Seçilen metin =>
——

Zalimlerin zulmü varsa mazlumların da direnerek kazanacakları özgür bir dünya var!
/././
‘Canımız istediği zaman tutuklayabiliriz’-Ayça Söylemez-
Hukuk tarihinde bir eşik daha aşıldı. Yargı, merdivenleri üçer beşer çıkarken geride kalanlar şaşkınlıkla arkalarından bakıyor.
Kanuni veya hukuki değerlendirmeler bir yana, somut gerçekliğe bile yetişemiyoruz. Örneğin Pazar sabahı, gözaltında tutulanların dört günlük gözaltı süresi çoktan bitmiş olmasına rağmen, bir açıklanan bir geri çekilen sonra bir daha açıklanıp gazetecilere “Kesin değil, yazmayın” denilen hakimlik kararları arasında kaybolduk.
Ardından okuduğumuz kararlar da bu sürece uygundu.
İstanbul Belediyesi Başkanı Ekrem İmamoğlu, hukuk tarihinin en ilginç kararlarından biriyle serbest bırakıldı: “Şüpheli Ekrem İmamoğlu’nun her ne kadar Silahlı Terör Örgütüne Yardım Etme suçundan tutuklanma istemiyle Hâkimliğimize sevk edilmiş ve dosyada bulunan MASAK Raporları, tanık beyanları, HTS raporları, kolluk tutanakları ve tüm dosya kapsamı uyarınca kuvvetli suç şüphesi bulunsa da, Hakimliğimizin 23.03.2025 tarihli 2025/347 sorgu sayılı kararı uyarınca İstanbul Cumhuriyet Başsavcılığınca yürütülen 2024/228233 sayılı soruşturma kapsamında Hukuka Aykırı Olarak Kişisel Verileri Kaydetmek, Rüşvet Almak, Kamu Kurum veya Kuruluşlarının İhalesine Fesat Karıştırmak ve Suç İşlemek Amacıyla Örgüt Kurma suçlarından tutuklanmasına karar verildiğinden bu aşamada tutuklama tedbirine gerek bulunmadığı anlaşılmakla İstanbul Cumhuriyet Başsavcılığının tutuklama yönündeki talebinin reddine…”
Yani diyor ki, bu dosya kapsamında kuvvetli suç şüphesi bulunsa da zaten başka (alakasız) bir dosyadan tutuklandığından, bu dosyadan tutuklamamıza gerek yok…
Memleketin en önemli ceza avukatlarından Hasan Fehmi Demir ile konuştum, müvekkili Ekrem İmamoğlu ile ilgili İstanbul 10. Sulh Ceza Hakimliği kararını şöyle değerlendirdi: “Bir yargıç üslubu olarak utanç verici. Çünkü objektif bir yargıçsanız, iki ayrı suçtan sorgu yapıyorsanız ve bir suçta tutuklanma koşulları varsa tutuklama kararı verirsiniz yoksa da reddedersiniz. Ama asla şunu gözetmezsiniz, söylemezsiniz: ‘Başka bir suçtan nasılsa tutuklu, ikinci suçtan da canımız istediği zaman tutuklayabiliriz. Şimdilik sorun yok.’ Bu kararla, kamuoyuna karşı adil bir yargılama yaptığımız izlenimi verebiliriz, düşüncesi oportünist bir düşüncedir.”

——

Gösterilen kayıtlar =>
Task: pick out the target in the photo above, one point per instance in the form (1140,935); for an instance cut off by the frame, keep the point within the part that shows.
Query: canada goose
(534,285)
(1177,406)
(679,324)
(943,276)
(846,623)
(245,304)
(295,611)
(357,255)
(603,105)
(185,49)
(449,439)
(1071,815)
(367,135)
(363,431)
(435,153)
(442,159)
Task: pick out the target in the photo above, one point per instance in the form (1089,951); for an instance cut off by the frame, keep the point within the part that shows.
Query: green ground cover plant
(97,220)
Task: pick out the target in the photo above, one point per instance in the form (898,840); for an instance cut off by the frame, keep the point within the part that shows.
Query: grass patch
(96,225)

——

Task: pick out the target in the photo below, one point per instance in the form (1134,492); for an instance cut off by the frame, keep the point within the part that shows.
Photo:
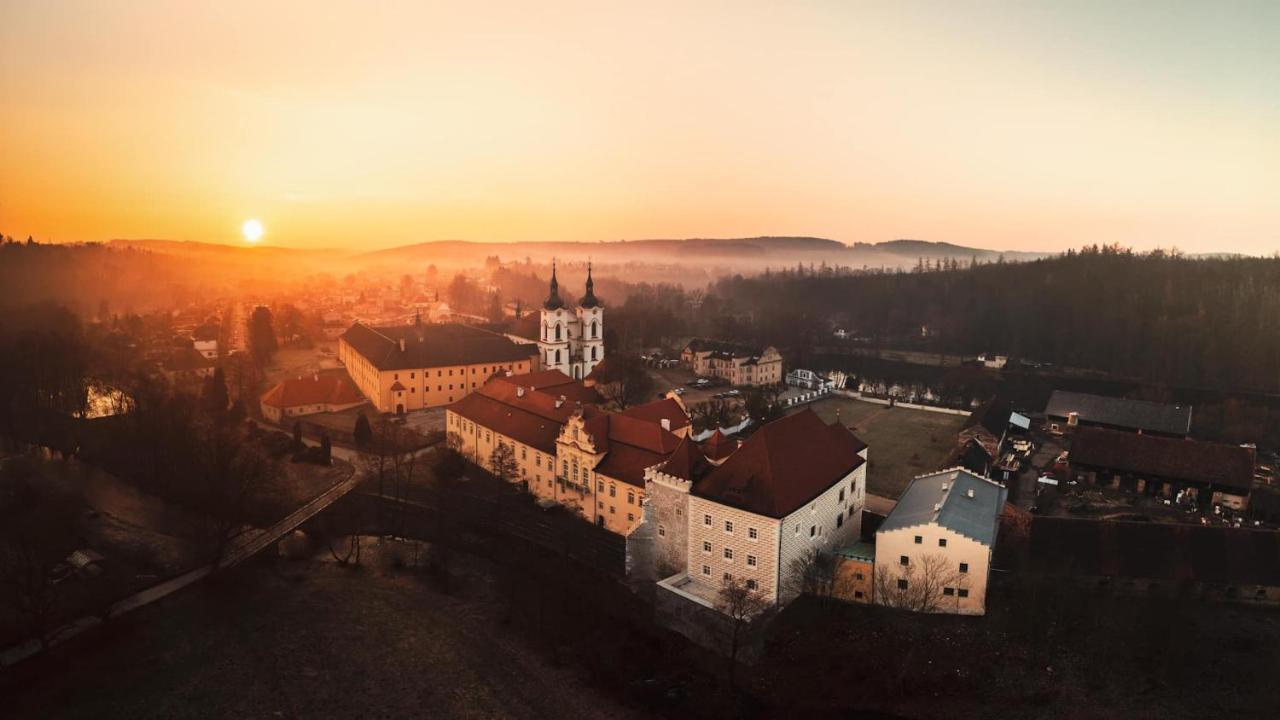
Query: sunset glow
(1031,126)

——

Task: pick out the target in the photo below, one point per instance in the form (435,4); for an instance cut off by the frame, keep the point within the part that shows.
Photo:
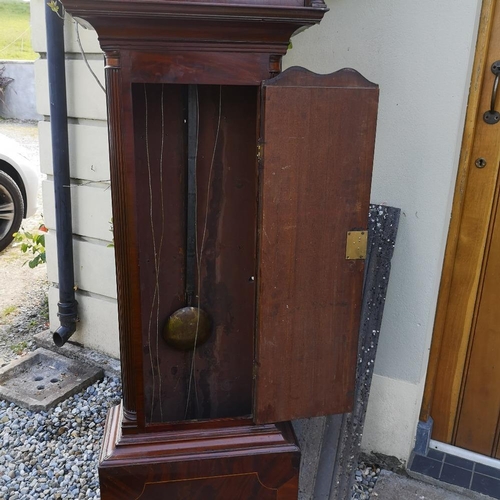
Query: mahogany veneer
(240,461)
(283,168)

——

Alıştırma => Ekrem İmamoğlu hakkındaki hâkimlik kararını ele alan yazıyı, son cümlesinden sonra kaldığı yerden sürdürün.

Beklenen çıktı =>
Yargı bize hep ilkleri yaşatıyor dedim ya, gerçekten öyle mi, diye sordum Hasan Fehmi Demir’e, “Bir kişinin tutuklama istemine yönelik yargı faaliyetinin bütün İstanbul’un sokaklarına yayılması, öte yandan adliyenin polise teslim olması, ülkemiz tarihinde görülmüş bir şey değil. Böyle bir sahneyi hayatım boyunca ne ülkemizde ne dünyanın başka yerinde gördüm” dedi.
Müvekkili, Ekrem İmamoğlu kararda belirtildiği üzere diğer suçlamadan tutuklandı, Silivri (Marmara) Cezaevinde...
100 LİRALIK DOSYA
Bu sıralar “Ya hep beraber ya (da) hiçbirimiz…” dizeleriyle hatırlanan B. Brecht’in, hikayesi hapishaneden geçen Üç Kuruşluk Opera eserinden mülhem, soruşturmaya ve ileride başlayacak kovuşturmaya 100 liralık dosya desek yeridir. Çünkü, Mahir Polat’ın aynı dosyadaki sorgusunda önüne getirilen “delillerden” biri gerçekten de 100 liralıktı.
İBB Genel Sekreter Yardımcısı, Tarihi Kentler Birliği Genel Sekreteri Mahir Polat’a ait MASAK’ın Mali Analiz Raporu’na göre, Polat, iki kişiye toplam 150 lira “transfer” yapmış. Bahsi geçen kişiler, zamanında örgüt üyeliğinden yargılanmış, hangi örgüt, ne zaman, neden? Belirsiz. Zaten önemli de değil.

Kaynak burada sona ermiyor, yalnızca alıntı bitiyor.